> [AVAILABLE RECORDS]
+ + +

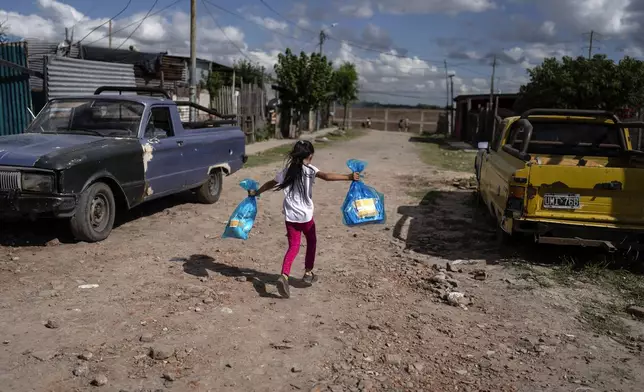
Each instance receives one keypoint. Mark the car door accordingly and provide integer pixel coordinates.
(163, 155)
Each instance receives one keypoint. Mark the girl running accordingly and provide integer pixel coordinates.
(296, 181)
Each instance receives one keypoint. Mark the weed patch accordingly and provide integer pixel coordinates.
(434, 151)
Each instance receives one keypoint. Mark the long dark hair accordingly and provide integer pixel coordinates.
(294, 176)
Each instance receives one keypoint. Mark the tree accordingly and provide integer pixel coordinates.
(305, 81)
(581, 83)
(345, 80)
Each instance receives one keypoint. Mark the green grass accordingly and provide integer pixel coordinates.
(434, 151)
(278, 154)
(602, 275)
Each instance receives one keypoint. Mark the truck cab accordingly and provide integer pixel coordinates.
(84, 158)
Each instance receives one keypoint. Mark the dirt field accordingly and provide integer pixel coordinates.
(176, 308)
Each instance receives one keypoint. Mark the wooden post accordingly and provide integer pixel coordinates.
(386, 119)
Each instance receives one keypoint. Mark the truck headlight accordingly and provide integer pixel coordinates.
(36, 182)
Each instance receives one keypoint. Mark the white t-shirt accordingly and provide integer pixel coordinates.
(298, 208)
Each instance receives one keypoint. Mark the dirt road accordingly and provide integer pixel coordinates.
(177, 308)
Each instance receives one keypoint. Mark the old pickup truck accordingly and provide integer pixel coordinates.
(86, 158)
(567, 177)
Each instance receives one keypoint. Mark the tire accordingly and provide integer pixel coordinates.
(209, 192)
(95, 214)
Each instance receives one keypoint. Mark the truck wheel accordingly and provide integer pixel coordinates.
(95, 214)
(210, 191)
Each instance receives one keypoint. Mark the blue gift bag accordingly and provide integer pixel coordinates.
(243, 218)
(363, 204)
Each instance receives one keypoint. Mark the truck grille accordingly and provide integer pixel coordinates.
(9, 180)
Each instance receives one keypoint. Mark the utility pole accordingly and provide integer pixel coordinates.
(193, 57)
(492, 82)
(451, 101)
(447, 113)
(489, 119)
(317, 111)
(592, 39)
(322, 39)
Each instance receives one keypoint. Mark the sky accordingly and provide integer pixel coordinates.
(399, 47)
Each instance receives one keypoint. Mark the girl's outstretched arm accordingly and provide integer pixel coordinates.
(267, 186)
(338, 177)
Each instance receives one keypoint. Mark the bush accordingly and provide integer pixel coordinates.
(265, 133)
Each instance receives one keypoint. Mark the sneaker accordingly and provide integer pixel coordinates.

+ + +

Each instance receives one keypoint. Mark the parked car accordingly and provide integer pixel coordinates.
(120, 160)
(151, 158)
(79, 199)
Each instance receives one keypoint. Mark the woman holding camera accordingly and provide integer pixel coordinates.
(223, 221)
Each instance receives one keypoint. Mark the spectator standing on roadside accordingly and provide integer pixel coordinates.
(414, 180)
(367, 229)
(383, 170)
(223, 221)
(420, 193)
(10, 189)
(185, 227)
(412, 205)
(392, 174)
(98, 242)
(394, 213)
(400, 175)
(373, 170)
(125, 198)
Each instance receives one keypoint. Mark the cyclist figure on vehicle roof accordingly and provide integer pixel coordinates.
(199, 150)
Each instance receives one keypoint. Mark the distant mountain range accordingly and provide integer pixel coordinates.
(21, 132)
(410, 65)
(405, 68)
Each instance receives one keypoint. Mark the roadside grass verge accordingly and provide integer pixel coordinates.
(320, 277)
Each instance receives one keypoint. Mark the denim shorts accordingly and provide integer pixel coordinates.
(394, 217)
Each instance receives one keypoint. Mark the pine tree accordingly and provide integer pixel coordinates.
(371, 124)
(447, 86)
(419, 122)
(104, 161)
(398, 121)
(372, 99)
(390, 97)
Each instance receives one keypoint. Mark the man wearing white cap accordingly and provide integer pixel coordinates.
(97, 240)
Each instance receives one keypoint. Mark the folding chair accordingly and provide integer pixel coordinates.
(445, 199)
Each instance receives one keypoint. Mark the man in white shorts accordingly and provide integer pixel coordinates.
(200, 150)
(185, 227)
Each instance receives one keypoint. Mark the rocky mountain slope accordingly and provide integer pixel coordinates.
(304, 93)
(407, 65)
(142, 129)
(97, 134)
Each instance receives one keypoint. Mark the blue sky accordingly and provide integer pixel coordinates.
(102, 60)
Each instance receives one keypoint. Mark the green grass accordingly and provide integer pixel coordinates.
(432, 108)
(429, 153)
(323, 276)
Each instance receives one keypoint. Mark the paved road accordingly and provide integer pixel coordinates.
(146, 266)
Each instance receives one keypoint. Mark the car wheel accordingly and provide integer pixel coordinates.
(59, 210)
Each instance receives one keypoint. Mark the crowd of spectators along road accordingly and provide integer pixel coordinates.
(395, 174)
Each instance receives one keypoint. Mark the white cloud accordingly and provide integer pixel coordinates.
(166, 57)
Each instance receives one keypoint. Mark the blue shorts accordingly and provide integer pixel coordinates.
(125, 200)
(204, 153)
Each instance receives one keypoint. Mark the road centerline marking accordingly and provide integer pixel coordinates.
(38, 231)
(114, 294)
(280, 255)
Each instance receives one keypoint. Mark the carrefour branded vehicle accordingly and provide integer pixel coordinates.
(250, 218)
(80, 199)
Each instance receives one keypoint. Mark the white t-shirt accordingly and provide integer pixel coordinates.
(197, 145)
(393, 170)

+ + +

> [TASK PROMPT] Look in the material above for the line with "Each instance receives one keypoint. Mark the truck grille" and the line with "Each instance receives one keypoint. Mark the sneaker", and transcribe exactly those lines and all lines between them, nothing more.

> [RESPONSE TO THE EXERCISE]
Each instance receives one keypoint. Mark the truck grille accordingly and provide integer pixel coordinates.
(9, 180)
Each instance receives one keypoint. Mark the utility pole accordingly and provide integer pixel coordinates.
(193, 57)
(492, 82)
(451, 101)
(447, 113)
(489, 119)
(317, 111)
(592, 39)
(322, 39)
Each instance receives one keypoint. Mark the sky accordingly and provide integer pixel coordinates.
(399, 47)
Each instance receives one keypoint. Mark the girl's outstretched arm accordingly and provide integer pixel coordinates.
(267, 186)
(338, 177)
Each instance receives one keypoint. Mark the bush accordingly and provide integer pixel coordinates.
(265, 133)
Each instance receives one keypoint. Mark the sneaker accordingly and provide integer pixel coordinates.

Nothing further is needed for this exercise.